Brief: Within the records below is a range that opens at the line with "pixel 634 95" and closes at the line with "pixel 481 128". Return that range word for word, both ends included, and only that range.

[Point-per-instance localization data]
● ● ● ● ●

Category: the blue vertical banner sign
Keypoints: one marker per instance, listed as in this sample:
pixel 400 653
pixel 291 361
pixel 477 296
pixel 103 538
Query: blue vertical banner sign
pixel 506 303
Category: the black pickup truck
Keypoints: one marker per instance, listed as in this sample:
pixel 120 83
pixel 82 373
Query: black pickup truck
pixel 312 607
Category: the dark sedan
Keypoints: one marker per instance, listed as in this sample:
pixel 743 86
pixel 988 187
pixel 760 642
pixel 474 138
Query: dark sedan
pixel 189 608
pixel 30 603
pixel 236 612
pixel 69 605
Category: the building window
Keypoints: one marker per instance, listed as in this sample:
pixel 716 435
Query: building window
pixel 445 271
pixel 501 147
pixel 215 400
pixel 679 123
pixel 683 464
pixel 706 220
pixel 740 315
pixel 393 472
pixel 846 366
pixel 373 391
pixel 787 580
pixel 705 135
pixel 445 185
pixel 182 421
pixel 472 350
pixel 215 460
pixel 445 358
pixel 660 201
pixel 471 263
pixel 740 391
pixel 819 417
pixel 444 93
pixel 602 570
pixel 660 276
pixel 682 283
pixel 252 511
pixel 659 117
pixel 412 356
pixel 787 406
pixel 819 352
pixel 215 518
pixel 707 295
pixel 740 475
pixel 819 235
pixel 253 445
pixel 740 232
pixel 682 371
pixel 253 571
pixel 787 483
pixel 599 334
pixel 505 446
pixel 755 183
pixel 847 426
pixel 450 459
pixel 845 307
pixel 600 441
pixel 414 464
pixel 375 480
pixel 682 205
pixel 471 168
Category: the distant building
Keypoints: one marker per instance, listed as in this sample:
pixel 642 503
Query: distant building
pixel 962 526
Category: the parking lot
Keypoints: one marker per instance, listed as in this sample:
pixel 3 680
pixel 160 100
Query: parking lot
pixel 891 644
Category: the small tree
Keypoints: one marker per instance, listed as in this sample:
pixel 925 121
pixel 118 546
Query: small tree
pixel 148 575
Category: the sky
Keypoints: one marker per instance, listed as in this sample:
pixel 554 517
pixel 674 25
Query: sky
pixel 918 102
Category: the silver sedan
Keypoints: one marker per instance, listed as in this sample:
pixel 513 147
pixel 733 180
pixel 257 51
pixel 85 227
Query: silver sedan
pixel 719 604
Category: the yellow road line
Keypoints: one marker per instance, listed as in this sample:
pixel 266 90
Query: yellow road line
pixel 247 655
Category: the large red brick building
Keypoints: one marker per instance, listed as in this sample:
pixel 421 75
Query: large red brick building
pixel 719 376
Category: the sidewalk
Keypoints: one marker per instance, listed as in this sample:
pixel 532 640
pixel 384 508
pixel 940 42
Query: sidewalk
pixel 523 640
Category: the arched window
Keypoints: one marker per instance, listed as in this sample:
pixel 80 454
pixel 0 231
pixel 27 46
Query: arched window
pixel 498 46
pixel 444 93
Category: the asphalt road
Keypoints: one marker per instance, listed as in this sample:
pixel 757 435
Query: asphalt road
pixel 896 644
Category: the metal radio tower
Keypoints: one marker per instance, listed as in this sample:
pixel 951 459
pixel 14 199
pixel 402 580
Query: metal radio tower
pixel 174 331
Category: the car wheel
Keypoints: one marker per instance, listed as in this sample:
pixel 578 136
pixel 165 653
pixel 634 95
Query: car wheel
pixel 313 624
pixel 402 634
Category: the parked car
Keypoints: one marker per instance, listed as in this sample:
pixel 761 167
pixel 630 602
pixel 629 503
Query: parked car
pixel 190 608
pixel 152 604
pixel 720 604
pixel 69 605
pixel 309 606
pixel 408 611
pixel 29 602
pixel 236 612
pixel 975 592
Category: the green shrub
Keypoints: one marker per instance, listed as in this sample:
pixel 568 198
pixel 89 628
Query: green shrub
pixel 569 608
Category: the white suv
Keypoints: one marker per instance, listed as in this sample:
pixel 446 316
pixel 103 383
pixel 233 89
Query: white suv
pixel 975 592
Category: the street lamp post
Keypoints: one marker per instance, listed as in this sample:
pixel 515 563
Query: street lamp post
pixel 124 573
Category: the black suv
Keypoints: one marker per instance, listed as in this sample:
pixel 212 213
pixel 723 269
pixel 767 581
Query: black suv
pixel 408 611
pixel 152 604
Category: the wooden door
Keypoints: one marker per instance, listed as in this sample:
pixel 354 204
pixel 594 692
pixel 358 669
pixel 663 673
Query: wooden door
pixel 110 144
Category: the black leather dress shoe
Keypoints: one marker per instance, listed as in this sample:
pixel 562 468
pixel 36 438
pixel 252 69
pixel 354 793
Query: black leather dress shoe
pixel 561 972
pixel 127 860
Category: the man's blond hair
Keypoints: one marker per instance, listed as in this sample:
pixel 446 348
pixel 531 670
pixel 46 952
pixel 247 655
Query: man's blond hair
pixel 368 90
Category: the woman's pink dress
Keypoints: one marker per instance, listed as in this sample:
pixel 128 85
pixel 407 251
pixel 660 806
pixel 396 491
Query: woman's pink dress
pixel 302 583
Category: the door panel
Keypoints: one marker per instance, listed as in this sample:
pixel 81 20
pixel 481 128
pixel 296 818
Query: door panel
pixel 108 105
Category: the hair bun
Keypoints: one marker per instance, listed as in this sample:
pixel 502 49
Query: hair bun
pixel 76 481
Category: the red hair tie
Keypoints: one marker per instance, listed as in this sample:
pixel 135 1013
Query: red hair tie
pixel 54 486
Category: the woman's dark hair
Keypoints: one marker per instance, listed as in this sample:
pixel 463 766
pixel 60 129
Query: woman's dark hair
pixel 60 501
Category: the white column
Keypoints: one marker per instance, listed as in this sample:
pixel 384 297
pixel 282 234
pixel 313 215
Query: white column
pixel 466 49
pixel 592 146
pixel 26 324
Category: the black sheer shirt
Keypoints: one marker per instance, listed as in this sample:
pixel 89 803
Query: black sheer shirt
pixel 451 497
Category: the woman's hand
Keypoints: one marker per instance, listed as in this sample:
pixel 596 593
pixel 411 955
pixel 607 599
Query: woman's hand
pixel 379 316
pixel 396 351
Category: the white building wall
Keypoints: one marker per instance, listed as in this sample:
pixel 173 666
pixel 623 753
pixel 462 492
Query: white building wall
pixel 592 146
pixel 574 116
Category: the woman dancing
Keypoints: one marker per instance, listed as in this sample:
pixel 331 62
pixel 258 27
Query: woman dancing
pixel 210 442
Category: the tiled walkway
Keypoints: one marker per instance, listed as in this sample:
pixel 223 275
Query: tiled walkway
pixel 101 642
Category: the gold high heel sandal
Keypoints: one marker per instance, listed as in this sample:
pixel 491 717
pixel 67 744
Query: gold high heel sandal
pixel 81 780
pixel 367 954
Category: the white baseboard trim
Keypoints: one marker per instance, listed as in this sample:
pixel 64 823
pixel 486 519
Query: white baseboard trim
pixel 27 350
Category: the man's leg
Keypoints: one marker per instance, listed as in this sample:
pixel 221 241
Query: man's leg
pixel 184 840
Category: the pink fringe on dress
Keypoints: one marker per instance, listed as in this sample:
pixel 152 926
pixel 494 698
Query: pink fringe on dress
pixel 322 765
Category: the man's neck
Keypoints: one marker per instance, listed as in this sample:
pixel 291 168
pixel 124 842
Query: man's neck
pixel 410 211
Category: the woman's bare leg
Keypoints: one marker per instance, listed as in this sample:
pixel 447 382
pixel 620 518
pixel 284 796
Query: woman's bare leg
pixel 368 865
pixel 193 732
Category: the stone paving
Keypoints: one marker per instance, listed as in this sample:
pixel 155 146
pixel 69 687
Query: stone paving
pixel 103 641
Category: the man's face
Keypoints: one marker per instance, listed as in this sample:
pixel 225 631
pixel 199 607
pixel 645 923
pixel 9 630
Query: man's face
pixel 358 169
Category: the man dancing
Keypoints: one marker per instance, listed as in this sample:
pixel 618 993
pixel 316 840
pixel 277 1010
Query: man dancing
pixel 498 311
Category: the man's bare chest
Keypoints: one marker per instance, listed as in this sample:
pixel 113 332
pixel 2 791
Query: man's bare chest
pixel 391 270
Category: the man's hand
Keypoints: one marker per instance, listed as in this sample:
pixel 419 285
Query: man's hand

● ● ● ● ●

Answer for this exercise:
pixel 634 95
Query: car wheel
pixel 313 624
pixel 402 634
Category: the parked car
Keypoints: one marker per instance, listed as in this sample:
pixel 761 167
pixel 630 602
pixel 629 503
Query: parked car
pixel 190 608
pixel 152 604
pixel 720 604
pixel 69 605
pixel 309 606
pixel 408 611
pixel 29 602
pixel 236 612
pixel 975 592
Category: the green shrub
Keypoints: one marker per instance, listed as in this sample:
pixel 568 198
pixel 89 628
Query: green shrub
pixel 569 608
Category: the white suv
Keypoints: one marker per instance, listed as in this sample:
pixel 446 316
pixel 103 383
pixel 233 89
Query: white suv
pixel 975 592
Category: the street lamp post
Keypoints: one marker per instance, listed as in this sample:
pixel 515 563
Query: street lamp post
pixel 124 573
Category: the black suv
Keypoints: one marker per instance, listed as in this sample:
pixel 212 213
pixel 723 269
pixel 767 581
Query: black suv
pixel 408 611
pixel 152 604
Category: the wooden door
Keypoints: one marker per instance, listed as in this sample:
pixel 354 204
pixel 594 692
pixel 358 669
pixel 663 673
Query: wooden door
pixel 110 144
Category: the black leather dress shoe
Keypoints: one marker per instance, listed as in this sample:
pixel 562 468
pixel 36 438
pixel 252 69
pixel 354 793
Query: black leather dress shoe
pixel 561 972
pixel 127 860
Category: the man's blond hair
Keypoints: one marker per instance, listed as in this sample:
pixel 446 348
pixel 531 670
pixel 46 952
pixel 247 655
Query: man's blond hair
pixel 368 90
Category: the woman's pink dress
Keypoints: one marker per instance, listed as in this sample:
pixel 128 85
pixel 407 251
pixel 660 806
pixel 396 491
Query: woman's pink dress
pixel 302 583
Category: the door panel
Keypoints: one marker per instance, listed as in this sample:
pixel 81 20
pixel 481 128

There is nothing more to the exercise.